Tarefas.
• A. No excerto, que curso estava a terminar quem o narra?
• B. Troca «puto» por «miúdo» e volta a escrever o excerto desde «Aos vinte e» até «com tais muletas.», inclusive.

Excerto do texto.
..........
Aos vinte e três anos, via-me como um puto e a ela como adulta (agora que estou quase com a idade que ela tinha na altura, continuo a ver-me como um puto). Gostávamos de livros e de filmes, de quizzes, jantares de amigos e anedotas picantes. Distávamos na visão que tínhamos do mundo: ela era de Esquerda e eu de Direita; ela fascinava-se com o sobrenatural enquanto eu me apoiava nas ciências exactas (estava a terminar o curso de Matemática). Se nos encontrássemos hoje ela poderia constatar que os conceitos de Esquerda e Direita foram perdendo para mim o sentido e que estou mais apto a justificar porque é que as superstições e os horóscopos não cabem na visão que fui formando do mundo onde a responsabilidade não se coaduna com tais muletas.
..........
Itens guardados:
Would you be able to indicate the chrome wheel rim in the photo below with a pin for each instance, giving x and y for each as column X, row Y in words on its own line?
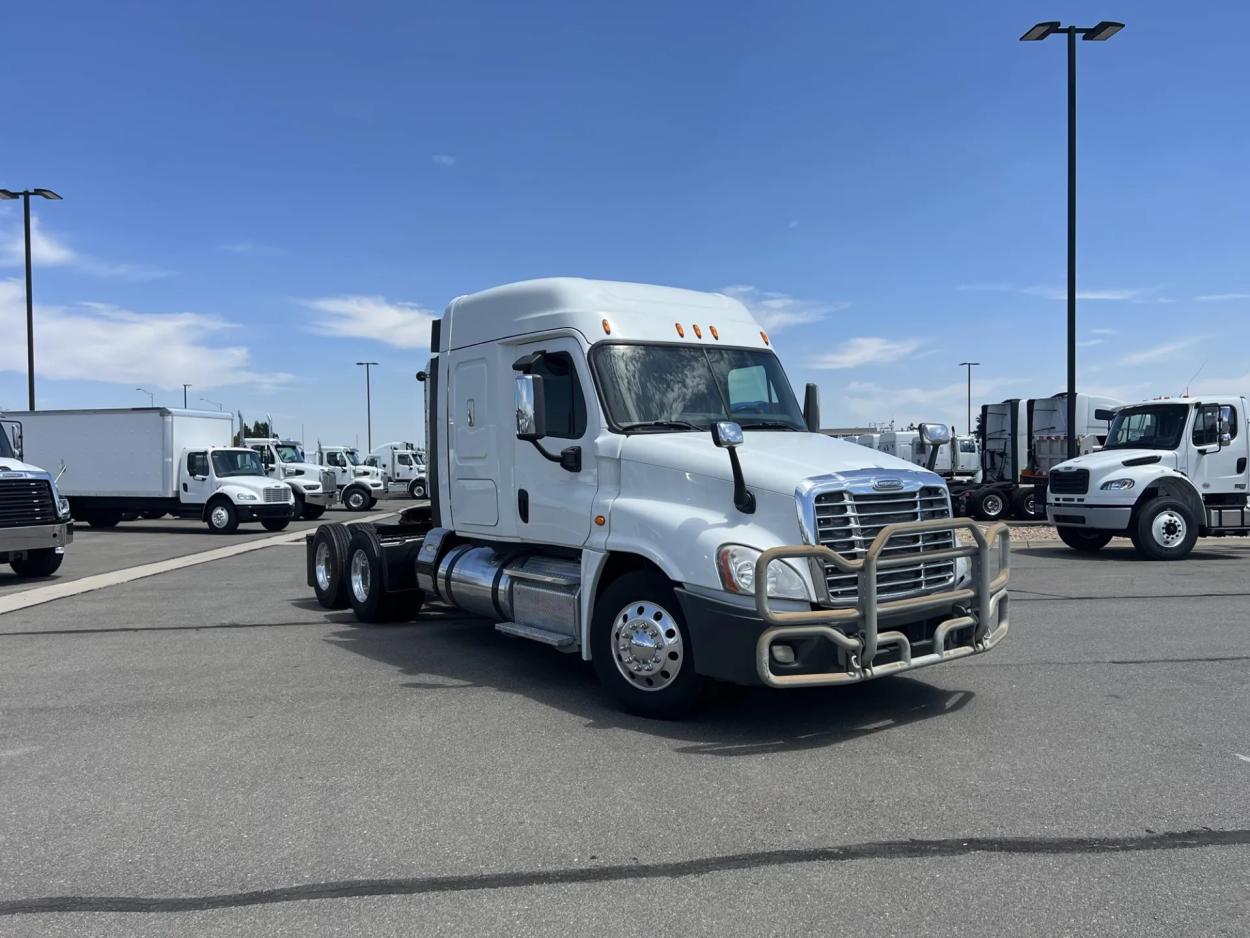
column 1168, row 529
column 646, row 645
column 360, row 577
column 321, row 565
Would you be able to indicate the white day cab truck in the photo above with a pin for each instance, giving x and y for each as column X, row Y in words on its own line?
column 151, row 462
column 623, row 472
column 314, row 488
column 359, row 485
column 1170, row 472
column 35, row 525
column 401, row 464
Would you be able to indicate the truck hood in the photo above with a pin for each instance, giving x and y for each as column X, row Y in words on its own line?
column 774, row 460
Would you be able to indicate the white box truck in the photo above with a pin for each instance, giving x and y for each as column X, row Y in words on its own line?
column 1169, row 472
column 623, row 472
column 35, row 523
column 154, row 462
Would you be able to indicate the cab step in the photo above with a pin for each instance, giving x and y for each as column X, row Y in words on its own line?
column 556, row 639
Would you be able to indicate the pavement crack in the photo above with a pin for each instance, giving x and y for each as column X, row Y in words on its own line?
column 419, row 886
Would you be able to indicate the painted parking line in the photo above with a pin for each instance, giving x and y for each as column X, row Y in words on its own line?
column 101, row 580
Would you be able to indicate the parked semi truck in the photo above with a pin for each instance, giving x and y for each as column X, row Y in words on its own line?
column 314, row 488
column 623, row 472
column 1168, row 473
column 154, row 462
column 359, row 485
column 35, row 525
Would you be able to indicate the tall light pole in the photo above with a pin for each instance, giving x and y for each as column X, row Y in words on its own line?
column 369, row 404
column 1101, row 31
column 969, row 365
column 30, row 297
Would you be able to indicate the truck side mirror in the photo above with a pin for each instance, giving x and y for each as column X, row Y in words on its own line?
column 811, row 408
column 530, row 408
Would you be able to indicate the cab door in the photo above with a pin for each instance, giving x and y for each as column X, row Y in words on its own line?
column 553, row 504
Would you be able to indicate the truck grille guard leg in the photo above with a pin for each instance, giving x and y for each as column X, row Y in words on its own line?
column 986, row 602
..........
Soluções do exercício.
• A. O curso de Matemática.

• B.
Aos vinte e três anos, via-me como um miúdo e a ela como adulta (agora que estou quase com a idade que ela tinha na altura, continuo a ver-me como um miúdo). Gostávamos de livros e de filmes, de quizzes, jantares de amigos e anedotas picantes. Distávamos na visão que tínhamos do mundo: ela era de Esquerda e eu de Direita; ela fascinava-se com o sobrenatural enquanto eu me apoiava nas ciências exactas (estava a terminar o curso de Matemática). Se nos encontrássemos hoje ela poderia constatar que os conceitos de Esquerda e Direita foram perdendo para mim o sentido e que estou mais apto a justificar porque é que as superstições e os horóscopos não cabem na visão que fui formando do mundo onde a responsabilidade não se coaduna com tais muletas.